Identify all lines in the data containing the string "green". Copy them out.

BEGIN

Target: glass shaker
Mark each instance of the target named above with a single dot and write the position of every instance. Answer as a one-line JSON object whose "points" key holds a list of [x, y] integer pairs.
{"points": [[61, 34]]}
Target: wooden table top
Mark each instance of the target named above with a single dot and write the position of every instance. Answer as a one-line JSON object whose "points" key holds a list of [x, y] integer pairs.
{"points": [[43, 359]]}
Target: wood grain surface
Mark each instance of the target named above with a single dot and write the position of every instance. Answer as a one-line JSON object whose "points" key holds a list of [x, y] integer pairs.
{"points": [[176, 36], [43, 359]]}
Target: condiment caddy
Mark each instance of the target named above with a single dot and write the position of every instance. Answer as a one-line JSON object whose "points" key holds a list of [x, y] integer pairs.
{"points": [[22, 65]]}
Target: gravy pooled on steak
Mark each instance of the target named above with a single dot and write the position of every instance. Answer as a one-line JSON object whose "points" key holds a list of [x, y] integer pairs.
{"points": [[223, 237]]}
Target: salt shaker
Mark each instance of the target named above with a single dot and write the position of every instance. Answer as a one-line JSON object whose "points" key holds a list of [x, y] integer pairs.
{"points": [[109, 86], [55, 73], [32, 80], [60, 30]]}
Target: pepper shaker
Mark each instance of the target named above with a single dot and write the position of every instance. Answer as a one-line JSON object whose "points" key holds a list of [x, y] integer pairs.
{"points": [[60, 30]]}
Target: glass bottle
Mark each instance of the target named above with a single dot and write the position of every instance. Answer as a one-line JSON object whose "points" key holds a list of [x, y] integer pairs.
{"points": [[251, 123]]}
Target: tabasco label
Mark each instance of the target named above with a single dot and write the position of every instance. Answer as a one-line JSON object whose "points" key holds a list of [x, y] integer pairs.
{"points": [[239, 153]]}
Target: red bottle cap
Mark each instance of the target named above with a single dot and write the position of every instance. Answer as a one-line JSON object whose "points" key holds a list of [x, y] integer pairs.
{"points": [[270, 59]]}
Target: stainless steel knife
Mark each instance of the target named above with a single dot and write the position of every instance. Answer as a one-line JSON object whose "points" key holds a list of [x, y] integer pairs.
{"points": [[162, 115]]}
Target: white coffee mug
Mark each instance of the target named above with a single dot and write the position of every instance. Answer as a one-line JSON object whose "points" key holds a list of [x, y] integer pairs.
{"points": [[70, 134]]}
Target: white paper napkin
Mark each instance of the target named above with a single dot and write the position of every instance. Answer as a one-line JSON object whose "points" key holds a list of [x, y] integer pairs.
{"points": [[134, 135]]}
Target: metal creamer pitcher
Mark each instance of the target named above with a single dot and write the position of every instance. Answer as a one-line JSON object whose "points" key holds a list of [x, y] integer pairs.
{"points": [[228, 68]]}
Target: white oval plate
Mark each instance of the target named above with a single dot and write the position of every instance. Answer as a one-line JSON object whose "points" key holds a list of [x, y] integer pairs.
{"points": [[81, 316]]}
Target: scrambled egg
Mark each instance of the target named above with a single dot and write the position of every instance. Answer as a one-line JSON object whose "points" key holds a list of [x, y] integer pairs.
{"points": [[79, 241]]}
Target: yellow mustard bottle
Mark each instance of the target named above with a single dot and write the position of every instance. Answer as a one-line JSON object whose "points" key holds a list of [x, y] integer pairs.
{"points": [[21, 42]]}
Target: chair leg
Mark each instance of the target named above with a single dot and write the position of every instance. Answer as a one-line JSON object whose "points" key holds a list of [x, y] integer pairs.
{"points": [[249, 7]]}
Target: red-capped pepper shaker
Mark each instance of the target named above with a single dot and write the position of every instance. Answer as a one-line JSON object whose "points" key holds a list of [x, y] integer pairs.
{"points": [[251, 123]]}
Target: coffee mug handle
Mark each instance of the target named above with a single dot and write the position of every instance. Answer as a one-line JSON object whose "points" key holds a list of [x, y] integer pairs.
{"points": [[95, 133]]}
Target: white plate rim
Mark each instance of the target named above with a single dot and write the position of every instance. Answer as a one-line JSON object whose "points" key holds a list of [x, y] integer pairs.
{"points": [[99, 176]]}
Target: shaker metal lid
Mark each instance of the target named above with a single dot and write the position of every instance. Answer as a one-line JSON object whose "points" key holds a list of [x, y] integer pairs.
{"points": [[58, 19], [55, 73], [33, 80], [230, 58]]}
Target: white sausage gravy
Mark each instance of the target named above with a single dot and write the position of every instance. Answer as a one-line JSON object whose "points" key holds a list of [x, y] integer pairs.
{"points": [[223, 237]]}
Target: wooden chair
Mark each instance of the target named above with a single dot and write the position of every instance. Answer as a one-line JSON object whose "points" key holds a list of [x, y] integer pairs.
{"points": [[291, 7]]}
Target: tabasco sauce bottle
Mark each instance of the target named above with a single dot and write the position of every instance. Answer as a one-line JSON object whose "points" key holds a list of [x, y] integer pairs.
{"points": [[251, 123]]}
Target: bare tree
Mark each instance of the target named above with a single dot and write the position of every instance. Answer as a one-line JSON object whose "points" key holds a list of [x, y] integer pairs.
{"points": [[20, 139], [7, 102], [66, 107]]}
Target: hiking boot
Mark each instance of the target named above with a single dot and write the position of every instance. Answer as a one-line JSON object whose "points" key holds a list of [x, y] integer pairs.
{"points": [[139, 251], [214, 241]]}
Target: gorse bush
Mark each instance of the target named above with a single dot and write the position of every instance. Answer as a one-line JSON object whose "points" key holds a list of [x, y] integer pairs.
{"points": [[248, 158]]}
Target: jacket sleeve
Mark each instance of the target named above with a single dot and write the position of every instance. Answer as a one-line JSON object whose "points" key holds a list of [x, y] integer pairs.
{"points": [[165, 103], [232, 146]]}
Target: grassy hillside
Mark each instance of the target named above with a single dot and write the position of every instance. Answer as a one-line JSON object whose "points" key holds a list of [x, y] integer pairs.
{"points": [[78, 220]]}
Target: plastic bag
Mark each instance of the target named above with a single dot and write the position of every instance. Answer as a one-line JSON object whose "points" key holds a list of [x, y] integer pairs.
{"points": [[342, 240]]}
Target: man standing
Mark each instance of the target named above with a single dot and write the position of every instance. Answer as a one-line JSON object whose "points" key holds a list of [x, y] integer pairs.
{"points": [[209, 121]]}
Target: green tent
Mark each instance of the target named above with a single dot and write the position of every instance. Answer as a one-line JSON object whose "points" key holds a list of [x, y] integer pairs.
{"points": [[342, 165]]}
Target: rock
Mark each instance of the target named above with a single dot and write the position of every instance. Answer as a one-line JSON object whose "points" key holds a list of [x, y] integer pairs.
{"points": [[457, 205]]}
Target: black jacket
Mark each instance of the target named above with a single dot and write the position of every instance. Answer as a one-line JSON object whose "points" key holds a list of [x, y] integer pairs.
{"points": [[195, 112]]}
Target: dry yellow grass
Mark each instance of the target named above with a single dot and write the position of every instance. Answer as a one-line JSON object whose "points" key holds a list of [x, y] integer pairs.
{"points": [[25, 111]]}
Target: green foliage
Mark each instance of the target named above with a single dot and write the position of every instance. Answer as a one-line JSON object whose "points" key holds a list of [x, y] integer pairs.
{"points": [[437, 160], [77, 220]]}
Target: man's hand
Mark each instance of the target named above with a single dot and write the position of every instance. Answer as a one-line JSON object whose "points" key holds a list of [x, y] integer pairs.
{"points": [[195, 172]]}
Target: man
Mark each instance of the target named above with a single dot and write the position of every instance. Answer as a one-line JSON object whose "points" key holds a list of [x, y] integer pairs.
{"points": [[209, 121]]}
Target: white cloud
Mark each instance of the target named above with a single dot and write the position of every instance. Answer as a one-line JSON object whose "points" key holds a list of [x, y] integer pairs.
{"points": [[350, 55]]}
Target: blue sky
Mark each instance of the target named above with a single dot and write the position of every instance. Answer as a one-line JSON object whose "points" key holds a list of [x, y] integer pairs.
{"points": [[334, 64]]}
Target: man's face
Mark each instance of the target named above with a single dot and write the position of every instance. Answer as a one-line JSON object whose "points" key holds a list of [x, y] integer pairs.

END

EXERCISE RESULT:
Target: green tent
Target: green foliage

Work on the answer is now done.